Reproduce each of the following items verbatim, keeping every line in its original order.

───── Provided records

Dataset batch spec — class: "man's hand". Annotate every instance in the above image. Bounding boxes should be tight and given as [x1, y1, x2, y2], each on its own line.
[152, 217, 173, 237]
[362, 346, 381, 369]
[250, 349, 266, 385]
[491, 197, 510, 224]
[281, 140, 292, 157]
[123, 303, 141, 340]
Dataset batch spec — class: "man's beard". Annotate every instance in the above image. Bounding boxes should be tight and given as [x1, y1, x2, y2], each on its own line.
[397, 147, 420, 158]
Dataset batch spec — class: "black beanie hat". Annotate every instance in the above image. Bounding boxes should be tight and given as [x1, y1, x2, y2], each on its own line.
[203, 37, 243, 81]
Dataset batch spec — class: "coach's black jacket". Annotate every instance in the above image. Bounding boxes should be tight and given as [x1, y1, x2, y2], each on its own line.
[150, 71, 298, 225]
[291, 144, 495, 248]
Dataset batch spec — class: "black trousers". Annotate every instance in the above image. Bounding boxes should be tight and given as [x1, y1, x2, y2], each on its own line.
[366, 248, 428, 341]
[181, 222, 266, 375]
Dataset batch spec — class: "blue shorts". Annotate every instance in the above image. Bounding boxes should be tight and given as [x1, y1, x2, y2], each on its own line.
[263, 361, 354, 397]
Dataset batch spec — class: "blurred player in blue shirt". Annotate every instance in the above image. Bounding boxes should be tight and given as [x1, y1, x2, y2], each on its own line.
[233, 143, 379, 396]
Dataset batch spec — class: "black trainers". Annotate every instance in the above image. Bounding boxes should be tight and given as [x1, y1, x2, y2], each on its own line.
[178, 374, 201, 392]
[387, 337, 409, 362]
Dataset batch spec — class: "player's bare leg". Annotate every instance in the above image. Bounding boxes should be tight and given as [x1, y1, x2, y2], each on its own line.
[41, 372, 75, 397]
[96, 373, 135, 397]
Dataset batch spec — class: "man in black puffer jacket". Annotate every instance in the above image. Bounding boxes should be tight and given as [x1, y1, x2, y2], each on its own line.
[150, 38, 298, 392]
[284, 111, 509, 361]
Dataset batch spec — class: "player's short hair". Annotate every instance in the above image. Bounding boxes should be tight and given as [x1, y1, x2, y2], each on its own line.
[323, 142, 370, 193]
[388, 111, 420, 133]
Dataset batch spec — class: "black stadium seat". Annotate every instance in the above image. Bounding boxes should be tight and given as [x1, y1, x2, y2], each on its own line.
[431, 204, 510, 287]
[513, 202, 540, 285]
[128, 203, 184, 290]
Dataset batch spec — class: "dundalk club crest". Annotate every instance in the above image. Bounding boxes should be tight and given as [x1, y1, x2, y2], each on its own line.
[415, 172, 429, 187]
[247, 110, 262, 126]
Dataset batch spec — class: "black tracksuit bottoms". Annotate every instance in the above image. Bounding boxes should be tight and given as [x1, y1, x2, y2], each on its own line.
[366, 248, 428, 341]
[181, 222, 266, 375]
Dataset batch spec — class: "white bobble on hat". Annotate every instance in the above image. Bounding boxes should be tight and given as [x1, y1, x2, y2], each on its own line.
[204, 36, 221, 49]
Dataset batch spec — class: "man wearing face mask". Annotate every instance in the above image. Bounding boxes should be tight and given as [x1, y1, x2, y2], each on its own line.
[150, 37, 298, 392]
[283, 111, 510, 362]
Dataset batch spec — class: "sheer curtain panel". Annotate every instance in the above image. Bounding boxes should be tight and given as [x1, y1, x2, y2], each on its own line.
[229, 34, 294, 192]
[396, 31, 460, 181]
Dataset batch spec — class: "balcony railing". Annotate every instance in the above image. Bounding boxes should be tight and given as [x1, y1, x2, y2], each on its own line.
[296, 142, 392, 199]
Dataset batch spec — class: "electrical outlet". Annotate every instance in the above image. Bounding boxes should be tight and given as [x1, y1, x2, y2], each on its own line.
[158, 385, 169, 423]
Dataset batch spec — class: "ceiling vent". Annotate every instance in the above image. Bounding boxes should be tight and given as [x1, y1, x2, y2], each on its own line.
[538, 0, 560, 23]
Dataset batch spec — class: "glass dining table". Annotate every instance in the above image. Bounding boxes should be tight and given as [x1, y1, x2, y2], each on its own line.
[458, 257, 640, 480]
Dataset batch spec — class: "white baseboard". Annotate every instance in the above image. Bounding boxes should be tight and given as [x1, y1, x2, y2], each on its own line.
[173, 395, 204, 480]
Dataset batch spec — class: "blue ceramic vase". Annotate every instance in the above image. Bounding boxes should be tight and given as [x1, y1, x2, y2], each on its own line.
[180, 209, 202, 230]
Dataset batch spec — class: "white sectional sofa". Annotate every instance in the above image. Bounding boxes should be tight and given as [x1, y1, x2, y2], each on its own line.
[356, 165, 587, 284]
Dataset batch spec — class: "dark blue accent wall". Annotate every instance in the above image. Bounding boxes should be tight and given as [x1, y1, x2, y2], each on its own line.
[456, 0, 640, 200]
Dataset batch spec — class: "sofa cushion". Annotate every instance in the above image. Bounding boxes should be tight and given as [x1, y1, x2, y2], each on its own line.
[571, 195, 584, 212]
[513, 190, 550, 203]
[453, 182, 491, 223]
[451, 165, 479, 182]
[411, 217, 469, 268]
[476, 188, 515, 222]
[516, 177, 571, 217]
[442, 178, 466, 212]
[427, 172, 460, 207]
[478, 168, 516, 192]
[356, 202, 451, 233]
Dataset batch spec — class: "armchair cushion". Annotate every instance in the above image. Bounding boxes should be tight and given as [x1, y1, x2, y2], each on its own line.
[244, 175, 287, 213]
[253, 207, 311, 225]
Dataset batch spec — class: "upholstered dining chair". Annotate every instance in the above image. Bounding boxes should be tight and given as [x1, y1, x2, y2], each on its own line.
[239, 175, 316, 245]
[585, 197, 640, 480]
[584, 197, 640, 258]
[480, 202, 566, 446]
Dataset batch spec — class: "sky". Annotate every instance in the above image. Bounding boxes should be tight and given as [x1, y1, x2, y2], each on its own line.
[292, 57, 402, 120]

──────────

— Output for this task —
Dataset batch spec — class: "man's hand". Annotate every instance in the above image. Bounding boxes should be tight and given as [x1, y1, x2, y2], each on its own line.
[152, 217, 173, 237]
[362, 346, 381, 369]
[250, 349, 266, 385]
[491, 197, 510, 224]
[281, 140, 292, 157]
[123, 303, 141, 340]
Dataset batch spec — class: "man's beard". Annotate every instance in the above image. Bounding boxes should be tight and given as [x1, y1, x2, y2], each on its own line.
[397, 147, 420, 158]
Dataset batch spec — class: "black beanie hat". Annotate every instance in the above image. Bounding boxes should be tight and given as [x1, y1, x2, y2], each on its own line.
[203, 37, 243, 81]
Dataset batch spec — class: "coach's black jacket". Annotate every instance in the above image. Bounding boxes should be tight and given as [x1, y1, x2, y2], each on its own line.
[150, 71, 298, 225]
[291, 144, 495, 248]
Dataset batch spec — class: "black trousers". Annotate every instance in the above image. Bounding boxes should be tight and given as [x1, y1, x2, y2], each on its own line.
[366, 248, 428, 341]
[181, 222, 266, 375]
Dataset batch spec — class: "blue shorts". Annotate every instance in the above image. Bounding boxes should be tight and given as [x1, y1, x2, y2], each on its own line.
[263, 361, 354, 397]
Dataset batch spec — class: "blurred player in blue shirt". Annotate every instance in the above image. Bounding boxes should be tight and given as [x1, y1, x2, y2], each on its own line.
[233, 143, 379, 396]
Dataset batch spec — class: "black trainers". Annotate every instance in the above image. Bounding boxes should be tight and given as [x1, y1, x2, y2], each on its own line.
[178, 374, 201, 392]
[387, 337, 409, 362]
Dataset batch spec — class: "player's bare leg". Annotate every instance in the above image. Bounding boxes should be tight and given as [x1, y1, x2, y2], each on its own line.
[41, 372, 75, 397]
[96, 373, 135, 397]
Dataset batch spec — class: "man in black puffer jacket". Annotate every instance in the above image. Bounding boxes should be tight and given as [x1, y1, x2, y2], each on its own line.
[150, 38, 298, 392]
[284, 111, 509, 361]
Dataset batch spec — class: "player's short hair". Annotate every instance in the above image. Bounding boxes should be tight and given as [x1, y1, x2, y2], each on its own line.
[323, 142, 370, 193]
[388, 111, 420, 133]
Dataset batch spec — class: "black stadium seat". Annotate every instance in the above image. Bounding boxes should be tight and given as [x1, y1, x2, y2], each on its own line.
[431, 204, 510, 287]
[513, 202, 540, 285]
[128, 203, 184, 290]
Dataset batch spec — class: "dundalk club crest". Annotate every instance in the above image. Bounding boxes should be tight and given as [x1, y1, x2, y2], each on its own line.
[415, 172, 429, 187]
[247, 110, 262, 126]
Dataset batch spec — class: "black tracksuit bottoms". Annotate every instance in the above image. Bounding boxes should be tight and given as [x1, y1, x2, y2], each on its own line.
[366, 248, 428, 341]
[181, 222, 266, 375]
Dataset batch spec — class: "white bobble on hat". Annotate every instance in the above image. Bounding boxes should be tight and given as [x1, y1, x2, y2], each on its own line.
[204, 36, 221, 49]
Dataset batch spec — class: "man wearing face mask". Annotate every instance in the above image. Bounding boxes should be tight and given as [x1, y1, x2, y2], each on its own line.
[150, 37, 298, 392]
[283, 111, 510, 362]
Dataset batch spec — class: "sheer curtain panel". Annotate every instance in the above image. Bounding boxes should be tight and given as [x1, y1, x2, y2], each on its own line.
[229, 34, 294, 192]
[396, 31, 460, 181]
Dataset batch spec — class: "balcony railing". Annotate every instance in the above image. Bounding boxes should be tight and given as [x1, y1, x2, y2], each on its own line.
[296, 142, 392, 199]
Dataset batch spec — class: "electrical outlet". Annotate every instance in the above image. Bounding boxes should be tight and given as [x1, y1, x2, y2], each on its own line.
[158, 385, 169, 423]
Dataset batch spec — class: "ceiling vent". Annotate every instance in the above image. Bounding boxes should be tight and given as [x1, y1, x2, y2], each on its own line.
[538, 0, 560, 23]
Dataset batch spec — class: "glass dining table". Annotate every instance in the above image. Bounding boxes should be tight and given as [x1, y1, x2, y2], each on its own line.
[458, 257, 640, 480]
Dataset batch spec — class: "white baseboard". Annotate every instance in the above image. Bounding boxes should be tight and given as [x1, y1, x2, y2], each on its own line.
[173, 395, 204, 480]
Dataset batch spec — class: "blue ceramic vase". Annotate every instance in the above image. Bounding boxes should be tight and given as [x1, y1, x2, y2], each on its own line.
[180, 209, 202, 230]
Dataset batch spec — class: "white sectional sofa". Annotate every instance in the above image. Bounding boxes should be tight and given as [x1, y1, x2, y2], each on its own line.
[356, 165, 587, 284]
Dataset batch spec — class: "dark blue accent wall". Annotate every instance in the above image. Bounding boxes should be tight and given as [x1, y1, x2, y2], each on its own line.
[456, 0, 640, 200]
Dataset batch spec — class: "sofa cushion". Annotate every instance in the above image. Bounding boxes should be tight and given as [x1, y1, x2, y2], each on its own line.
[571, 195, 584, 212]
[513, 190, 550, 203]
[453, 182, 491, 223]
[451, 165, 479, 182]
[411, 217, 469, 268]
[476, 188, 515, 222]
[516, 177, 571, 217]
[442, 178, 466, 212]
[427, 172, 460, 207]
[478, 168, 516, 192]
[356, 202, 451, 233]
Dataset batch spec — class: "armchair cushion". Annotate every instance in the above image. Bounding boxes should be tight and given as [x1, y1, x2, y2], each on its own line.
[244, 175, 287, 213]
[253, 207, 311, 225]
Dataset batch spec — class: "upholstered dining chair". Annotate every instance in the above image. Bounding boxes should be tight and given as [x1, y1, x2, y2], each on its own line.
[239, 175, 316, 245]
[585, 197, 640, 480]
[584, 197, 640, 258]
[480, 202, 566, 446]
Dataset batch spec — class: "sky". Annotate every instance in the above image. Bounding boxes should be tight and given as [x1, y1, x2, y2], each on its own line.
[292, 57, 402, 120]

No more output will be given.